▶ [What you are asked to do]
Each entry is to be given again precisely, and no picture may be carried over.

Point-per-instance localization data
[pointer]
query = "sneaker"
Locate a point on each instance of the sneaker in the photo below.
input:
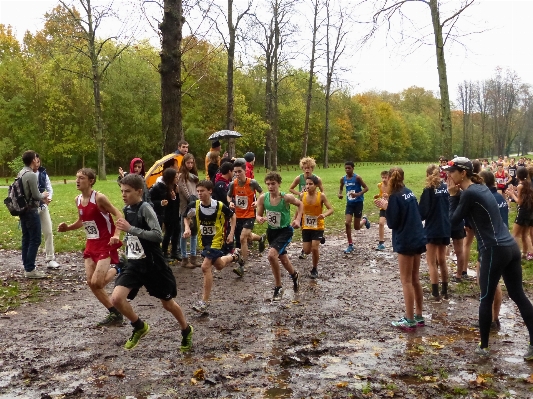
(349, 250)
(405, 324)
(201, 307)
(295, 281)
(278, 294)
(186, 340)
(136, 335)
(35, 274)
(420, 322)
(52, 265)
(112, 319)
(529, 354)
(262, 243)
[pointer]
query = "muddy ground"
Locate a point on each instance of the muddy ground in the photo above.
(333, 339)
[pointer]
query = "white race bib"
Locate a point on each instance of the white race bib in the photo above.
(208, 230)
(274, 219)
(91, 230)
(241, 202)
(134, 248)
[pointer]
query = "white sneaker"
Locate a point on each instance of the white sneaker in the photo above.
(52, 265)
(35, 274)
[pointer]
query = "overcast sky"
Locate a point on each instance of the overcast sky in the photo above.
(505, 41)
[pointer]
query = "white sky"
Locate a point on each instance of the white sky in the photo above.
(382, 65)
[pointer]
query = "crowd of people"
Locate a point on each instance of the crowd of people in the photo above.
(167, 216)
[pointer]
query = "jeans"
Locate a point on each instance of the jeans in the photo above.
(30, 224)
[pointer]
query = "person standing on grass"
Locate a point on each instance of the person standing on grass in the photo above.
(146, 265)
(409, 241)
(500, 255)
(280, 229)
(355, 190)
(30, 222)
(95, 217)
(43, 181)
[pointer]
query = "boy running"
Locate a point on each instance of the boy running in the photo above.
(280, 229)
(355, 190)
(313, 220)
(95, 211)
(211, 216)
(146, 265)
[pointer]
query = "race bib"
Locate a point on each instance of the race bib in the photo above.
(208, 230)
(241, 202)
(311, 221)
(274, 219)
(134, 248)
(91, 230)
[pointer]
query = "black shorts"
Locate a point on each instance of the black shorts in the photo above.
(279, 239)
(439, 241)
(159, 281)
(309, 235)
(355, 209)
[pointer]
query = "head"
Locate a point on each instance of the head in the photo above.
(131, 187)
(85, 178)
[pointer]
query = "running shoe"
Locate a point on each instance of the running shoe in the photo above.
(186, 340)
(112, 319)
(136, 335)
(278, 294)
(262, 243)
(295, 281)
(201, 307)
(405, 324)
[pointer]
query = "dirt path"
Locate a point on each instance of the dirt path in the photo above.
(331, 340)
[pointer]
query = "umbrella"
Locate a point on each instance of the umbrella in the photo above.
(157, 168)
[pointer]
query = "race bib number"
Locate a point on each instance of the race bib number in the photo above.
(134, 248)
(91, 230)
(208, 230)
(274, 219)
(241, 202)
(311, 221)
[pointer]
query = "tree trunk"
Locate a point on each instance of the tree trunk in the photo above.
(170, 71)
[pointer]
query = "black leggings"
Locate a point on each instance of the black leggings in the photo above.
(503, 262)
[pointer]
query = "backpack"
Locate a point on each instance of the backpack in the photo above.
(16, 201)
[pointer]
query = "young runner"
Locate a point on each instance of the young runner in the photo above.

▶ [Response to the task]
[pointer]
query = "sneaker"
Locate a point on each instance of the sneaker in the photo below.
input:
(349, 250)
(405, 324)
(201, 307)
(295, 281)
(278, 294)
(186, 340)
(136, 335)
(35, 274)
(420, 322)
(52, 265)
(112, 319)
(529, 354)
(262, 243)
[pointer]
query = "muddy ground"
Locate a point on each instance of the muddy ground in the photo above.
(333, 339)
[pointer]
query = "white race bib"
Locate a point on each instance of the white race bib in the photo above.
(208, 230)
(274, 219)
(91, 230)
(241, 202)
(134, 248)
[pointer]
query = "white sneaker"
Locate a point on each instance of the white sneaker in the photo above.
(52, 265)
(35, 274)
[pointer]
query = "overcast sky"
Locate a point on each instance of the overcast sky in the photo above.
(505, 41)
[pointer]
query = "white sky"
Locate a point on each instance of the white sky in the photo above.
(382, 65)
[pointer]
query = "crowd of people"
Locate a point on each instance of the crowd of people in the photo above.
(167, 216)
[pointer]
query = "jeans"
Locate a point on each instance of the jeans in the photo above.
(30, 224)
[pointer]
query = "person standing on grass"
Locate a point on each instance of the person standing on grass in the photo above.
(146, 265)
(409, 241)
(500, 255)
(280, 229)
(355, 190)
(30, 222)
(95, 217)
(43, 181)
[pointer]
query = "boy running"
Locate a point on each instance of the boy running in the photo above.
(280, 229)
(355, 190)
(313, 220)
(95, 211)
(211, 216)
(146, 265)
[pointer]
query = "race bib"
Locate a point on each instance of the race bib in the photo above.
(208, 230)
(241, 202)
(311, 221)
(274, 219)
(134, 248)
(91, 230)
[pointer]
query = "black shorts"
Locate a point on each instance of the black shorts in the photo above.
(279, 239)
(439, 241)
(159, 281)
(309, 235)
(355, 209)
[pointer]
query = "head"
Locate a point on each instance of the head in the photo above.
(131, 187)
(85, 178)
[pointer]
query = "running shoe"
Locate a point on each instance of the running shoe in the photo above.
(186, 340)
(112, 319)
(136, 335)
(278, 294)
(262, 243)
(295, 281)
(201, 307)
(405, 324)
[pointer]
query = "dirt path"
Locate a point on each instance of the dirt path in the photo above.
(331, 340)
[pointer]
query = "umbrella"
Locate a point on each instance of the umbrella in the photo above.
(157, 168)
[pointer]
query = "race bib number"
Locate a point on each instance of the race bib number in the photo above.
(134, 248)
(91, 230)
(208, 230)
(274, 219)
(241, 202)
(311, 221)
[pointer]
query = "tree trunk"
Locate a point on each instance of the tree trunk in the photo above.
(170, 71)
[pointer]
query = "black leggings"
Locate a point on each instance of the black leggings in the photo above.
(503, 262)
[pointer]
query = "backpack"
Locate a point on each instance of the backpack in the photo above.
(16, 201)
[pointer]
query = "young runner"
Locate a point on each instance of the young runner in the photo above.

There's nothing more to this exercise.